## Exercises to complete
1. List every distinct BMW model designation written with a slash suffix (such as R75/5) that appears in the passage on BMW cylinder base shims.
2. In the passage on BMW cylinder base shims, set down the stretch from "7. BMW themselves" through "ridge reamers, etc." word for word.

## Text extract
----------
7. BMW themselves confused things by making errors in their own parts literature, and even in Service Information bulletins, AND, BMW's literature folks PROBABLY made errors in translations.

Some item mentions in the below section may be controversial. It is, however, my take on all these shims/gaskets/etc.  You do NOT have to use any specific STOCK arrangement, & you may have good reasons not to.  If you remove a shim/gasket from a motorcycle that has previously used it, & have no intention of replacing it, you MUST remove any wear ridge at the top AND ESPECIALLY TOWARDS THE BOTTOM, just below where the prior oil control ring stopped at BTDC. See the end of this article on specifics on how to/not-to, use ridge reamers, etc.

I will use GASKET, SHIM, & COMPRESSION LOWERING PLATE, NEARLY INTERCHANGEABLY IN THIS ARTICLE, EVEN THOUGH THAT IS NOT STRICTLY PROPER.    The cylinder base gaskets/shims has some erroneous information printed here & there, possibly even on some on-line fiche.  The original information was updated & then I found them again on the 1982 microfiche....the earliest real microfiche (plastic photo film) I own.

I identify the parts & part numbers, what fits what; &, what was stock.  BMW offered various shims/gaskets & NOT all were shipped as standard to any one country at any one time.   BMW offered two shims/gaskets (actually were 3, one almost never seen) that fit the R75/5 for lowering compression ratio but they were not STANDARD, unless requested.

The stock cylinder base SHIM, during 1970-1975, was 11-11-1-255-001, it was aluminum, & 1/2 mm (~ .020).  This was used for all the /5 models, & was used on all the /6 models up to 08/1975, with possibly a few being installed by the factory somewhat later. 

To reduce the compression ratio one point (1.0 in compression ratio), a thicker gasket is used, 11-11-1-257-092, which is 1.2 mm thick (0.047") and has a 97 mm hole.  It is used IN PLACE OF  -001 metal gasket mentioned in the above paragraph, WHEN compression lowering was desired.  There is some confusion if you look at the parts books, etc.   Long ago there was a 1.0 mm thick gasket, & there were literature mentions that were sloppy about the thickness, being only approximations.    This -092 gasket is sometimes called the "96ROZ" gasket in BMW literature.   It was intended for use up to 09/1975.  It supposedly reduces CR from 9.5:1 to 8.5:1, but it cannot do that equally on all models, because it was for the R50/5, R60/5 & R60/6...and the R50 has slightly smaller bore.  BMW probably just used approximations.   Although it was never intended for the R75/5 per one Airhead Guru, the fact remains that is IS LISTED in the official BMW Snabb Katalog for ALL the /5 models, & isn't shown for the /6 models at all; ....THEY used the -650 gasket, which did less lowering of CR.  I get into this a wee bit more, two paragraphs downwards.
----------
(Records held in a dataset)

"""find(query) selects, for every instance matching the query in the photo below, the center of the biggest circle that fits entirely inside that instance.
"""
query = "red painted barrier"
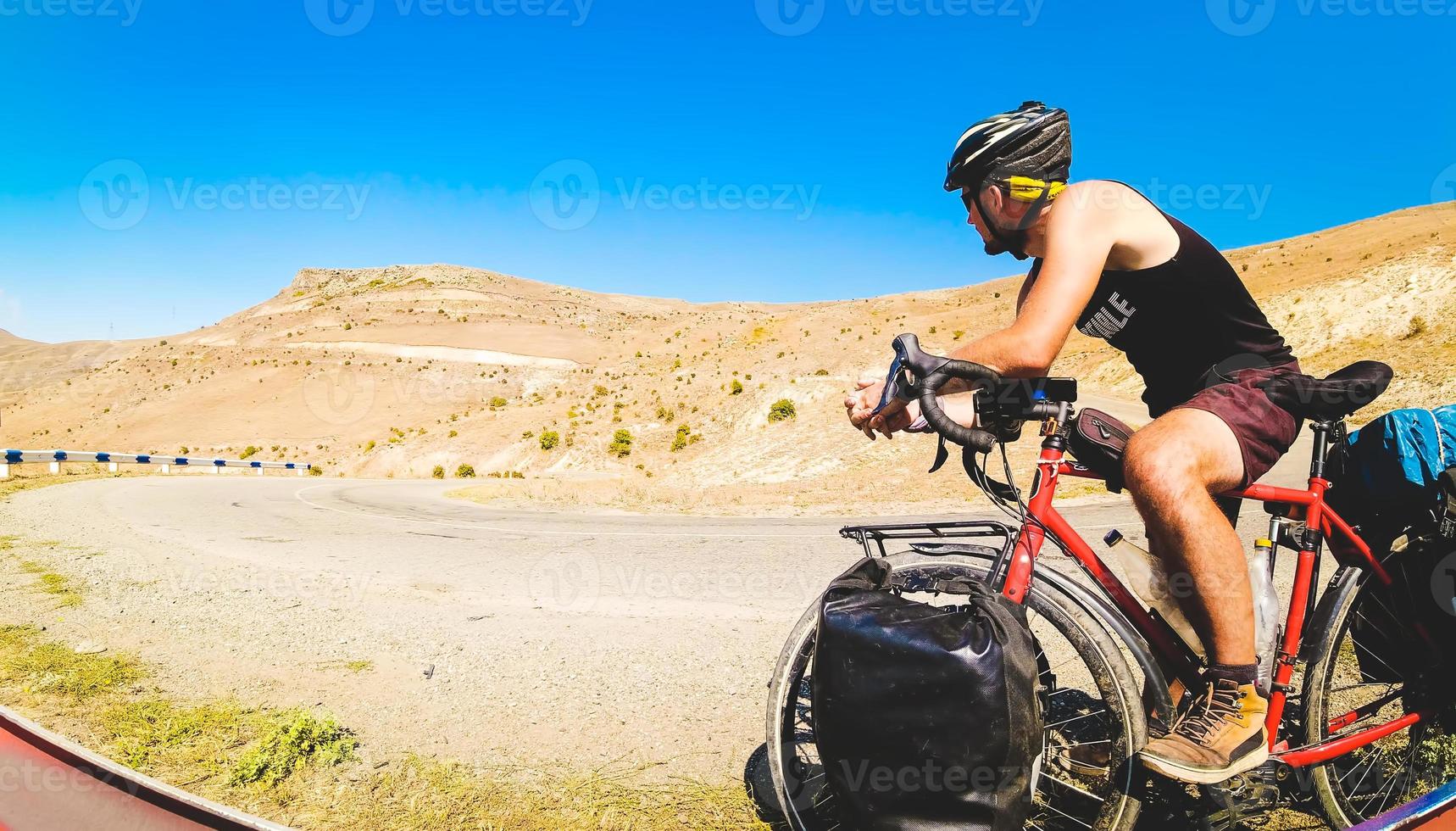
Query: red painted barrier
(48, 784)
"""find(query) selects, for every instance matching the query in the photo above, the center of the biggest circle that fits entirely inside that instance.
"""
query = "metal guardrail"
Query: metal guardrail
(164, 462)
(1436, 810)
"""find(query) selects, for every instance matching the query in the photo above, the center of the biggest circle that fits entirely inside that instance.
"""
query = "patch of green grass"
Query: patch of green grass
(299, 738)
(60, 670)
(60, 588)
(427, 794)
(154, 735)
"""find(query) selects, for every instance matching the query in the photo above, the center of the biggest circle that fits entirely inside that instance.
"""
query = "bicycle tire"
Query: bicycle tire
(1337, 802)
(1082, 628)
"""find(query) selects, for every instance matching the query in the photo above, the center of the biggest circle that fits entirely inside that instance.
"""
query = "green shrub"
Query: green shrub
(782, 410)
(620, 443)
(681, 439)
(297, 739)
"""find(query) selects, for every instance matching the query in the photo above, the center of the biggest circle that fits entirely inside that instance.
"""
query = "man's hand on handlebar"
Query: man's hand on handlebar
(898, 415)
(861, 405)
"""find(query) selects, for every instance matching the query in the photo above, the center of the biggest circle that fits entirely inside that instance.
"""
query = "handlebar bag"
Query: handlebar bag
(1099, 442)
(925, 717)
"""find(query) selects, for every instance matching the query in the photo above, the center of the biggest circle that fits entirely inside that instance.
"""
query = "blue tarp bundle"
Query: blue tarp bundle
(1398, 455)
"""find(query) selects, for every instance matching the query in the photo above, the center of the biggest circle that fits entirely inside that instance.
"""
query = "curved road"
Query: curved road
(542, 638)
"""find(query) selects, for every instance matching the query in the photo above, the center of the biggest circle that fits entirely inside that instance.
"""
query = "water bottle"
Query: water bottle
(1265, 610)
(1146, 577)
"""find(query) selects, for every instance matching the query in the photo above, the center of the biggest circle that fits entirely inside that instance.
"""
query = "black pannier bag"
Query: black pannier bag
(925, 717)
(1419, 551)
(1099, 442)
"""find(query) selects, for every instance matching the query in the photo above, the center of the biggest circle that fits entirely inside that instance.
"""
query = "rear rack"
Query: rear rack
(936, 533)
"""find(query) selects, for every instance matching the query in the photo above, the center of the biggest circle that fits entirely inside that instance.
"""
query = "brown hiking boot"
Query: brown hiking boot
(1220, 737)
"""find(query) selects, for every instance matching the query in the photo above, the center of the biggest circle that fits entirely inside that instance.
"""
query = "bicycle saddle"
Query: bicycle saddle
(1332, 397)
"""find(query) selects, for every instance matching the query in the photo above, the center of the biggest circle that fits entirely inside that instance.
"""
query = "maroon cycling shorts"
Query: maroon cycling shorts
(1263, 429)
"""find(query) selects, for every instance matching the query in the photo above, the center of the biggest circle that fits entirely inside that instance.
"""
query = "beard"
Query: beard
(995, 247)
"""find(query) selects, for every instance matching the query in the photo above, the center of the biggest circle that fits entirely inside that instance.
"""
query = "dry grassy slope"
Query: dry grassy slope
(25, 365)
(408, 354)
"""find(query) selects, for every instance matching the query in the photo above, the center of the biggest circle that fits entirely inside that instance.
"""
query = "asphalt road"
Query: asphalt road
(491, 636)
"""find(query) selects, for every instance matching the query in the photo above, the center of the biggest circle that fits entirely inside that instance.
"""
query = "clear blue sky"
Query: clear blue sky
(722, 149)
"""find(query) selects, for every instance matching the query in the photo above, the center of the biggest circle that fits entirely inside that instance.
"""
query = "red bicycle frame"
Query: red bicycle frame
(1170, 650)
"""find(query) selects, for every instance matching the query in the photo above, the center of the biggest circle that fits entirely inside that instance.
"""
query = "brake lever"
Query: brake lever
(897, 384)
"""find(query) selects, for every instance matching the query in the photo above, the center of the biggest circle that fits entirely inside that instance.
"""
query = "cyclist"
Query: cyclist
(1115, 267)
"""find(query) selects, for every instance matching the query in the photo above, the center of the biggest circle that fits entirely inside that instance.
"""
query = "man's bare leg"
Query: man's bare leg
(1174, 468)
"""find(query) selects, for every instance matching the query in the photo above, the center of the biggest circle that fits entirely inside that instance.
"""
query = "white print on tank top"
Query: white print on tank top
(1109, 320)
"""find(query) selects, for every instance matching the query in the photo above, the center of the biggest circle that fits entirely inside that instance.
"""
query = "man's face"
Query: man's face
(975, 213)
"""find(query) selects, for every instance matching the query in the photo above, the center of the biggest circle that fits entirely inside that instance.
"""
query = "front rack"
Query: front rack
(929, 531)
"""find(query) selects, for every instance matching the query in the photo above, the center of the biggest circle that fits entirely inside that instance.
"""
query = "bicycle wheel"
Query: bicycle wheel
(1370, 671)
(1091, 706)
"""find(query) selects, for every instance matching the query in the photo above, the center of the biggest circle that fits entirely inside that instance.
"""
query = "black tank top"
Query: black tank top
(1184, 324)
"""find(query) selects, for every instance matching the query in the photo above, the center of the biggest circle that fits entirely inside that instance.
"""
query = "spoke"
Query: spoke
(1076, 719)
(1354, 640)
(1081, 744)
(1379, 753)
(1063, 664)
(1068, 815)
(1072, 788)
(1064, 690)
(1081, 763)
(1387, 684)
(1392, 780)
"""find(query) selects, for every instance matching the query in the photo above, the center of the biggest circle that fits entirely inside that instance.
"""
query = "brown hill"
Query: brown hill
----------
## The responses
1. R75/5, R50/5, R60/5, R60/6

2.
7. BMW themselves confused things by making errors in their own parts literature, and even in Service Information bulletins, AND, BMW's literature folks PROBABLY made errors in translations.

Some item mentions in the below section may be controversial. It is, however, my take on all these shims/gaskets/etc.  You do NOT have to use any specific STOCK arrangement, & you may have good reasons not to.  If you remove a shim/gasket from a motorcycle that has previously used it, & have no intention of replacing it, you MUST remove any wear ridge at the top AND ESPECIALLY TOWARDS THE BOTTOM, just below where the prior oil control ring stopped at BTDC. See the end of this article on specifics on how to/not-to, use ridge reamers, etc.